— Start —
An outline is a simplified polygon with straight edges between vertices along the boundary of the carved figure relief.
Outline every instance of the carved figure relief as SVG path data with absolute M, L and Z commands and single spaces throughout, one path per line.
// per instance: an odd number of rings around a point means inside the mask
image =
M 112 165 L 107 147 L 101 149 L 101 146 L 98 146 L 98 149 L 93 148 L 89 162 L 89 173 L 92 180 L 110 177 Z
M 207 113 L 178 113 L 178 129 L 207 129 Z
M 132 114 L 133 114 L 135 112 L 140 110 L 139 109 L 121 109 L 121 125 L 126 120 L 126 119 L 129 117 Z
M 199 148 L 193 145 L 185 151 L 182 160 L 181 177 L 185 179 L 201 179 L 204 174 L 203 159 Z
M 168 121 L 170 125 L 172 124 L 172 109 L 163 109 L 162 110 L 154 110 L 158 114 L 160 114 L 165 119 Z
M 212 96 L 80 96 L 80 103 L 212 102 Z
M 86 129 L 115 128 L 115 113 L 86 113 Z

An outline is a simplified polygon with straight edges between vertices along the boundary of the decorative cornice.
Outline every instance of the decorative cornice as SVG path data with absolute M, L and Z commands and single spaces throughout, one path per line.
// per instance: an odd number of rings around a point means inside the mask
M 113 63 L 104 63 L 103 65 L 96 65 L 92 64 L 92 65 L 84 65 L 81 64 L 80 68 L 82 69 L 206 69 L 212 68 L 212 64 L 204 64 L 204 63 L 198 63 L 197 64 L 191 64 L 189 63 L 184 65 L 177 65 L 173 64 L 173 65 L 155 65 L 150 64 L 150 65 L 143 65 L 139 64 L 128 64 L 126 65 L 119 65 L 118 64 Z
— End —
**Objective**.
Reproduce the lines from the start of the page through the line containing "Outline every instance of the carved", with both ends included and nothing else added.

**Completed exercise**.
An outline is a simplified polygon with straight edges between vertices along the boundary of the carved figure relief.
Outline every instance of the carved figure relief as SVG path data with absolute M, L and Z commands and single spaces throughout, one path per line.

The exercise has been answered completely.